Pull from the records each line that contains the string "with", matching uppercase and lowercase exactly.

#### WORKING DATA:
####################

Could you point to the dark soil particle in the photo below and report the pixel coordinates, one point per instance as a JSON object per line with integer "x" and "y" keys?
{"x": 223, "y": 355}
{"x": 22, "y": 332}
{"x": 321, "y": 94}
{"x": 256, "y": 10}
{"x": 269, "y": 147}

####################

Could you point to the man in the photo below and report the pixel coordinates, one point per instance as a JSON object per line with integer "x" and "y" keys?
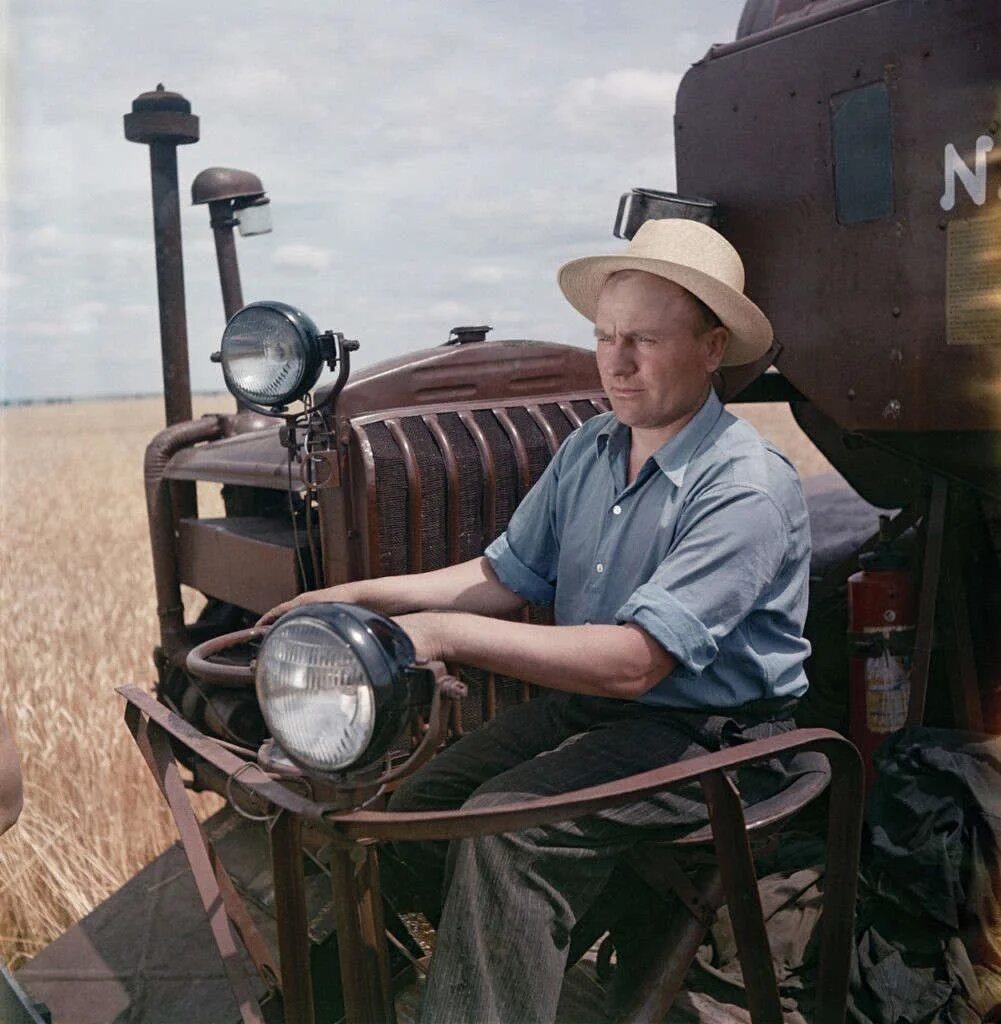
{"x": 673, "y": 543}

####################

#### ANSWER TO THE PROBLEM:
Could you point to the dark soil particle in the photo below and report the pixel coordinates, one point per instance as a JSON object per line with integer "x" and "y" keys?
Could you point to the man in the photo below and report the pixel coordinates, one point per instance as a JSON object per line with integer "x" and "y" keys?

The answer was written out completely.